The problem =
Copy the data below word for word, leaving out the pictures.

Named-object pointing data =
━━━━━━━━━━━━━━━━━━━━

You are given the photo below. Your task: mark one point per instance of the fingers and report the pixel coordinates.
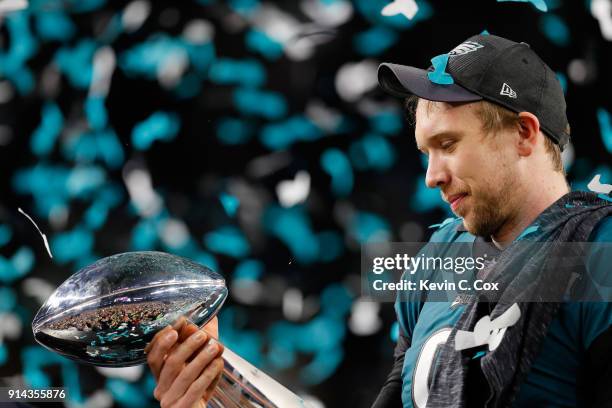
(190, 373)
(186, 331)
(199, 387)
(158, 348)
(176, 361)
(212, 327)
(211, 388)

━━━━━━━━━━━━━━━━━━━━

The solution =
You are given the photo below. Your task: mark one point per instance of the fingers and report the pixel coordinates.
(190, 373)
(186, 331)
(199, 387)
(158, 348)
(176, 361)
(212, 327)
(211, 388)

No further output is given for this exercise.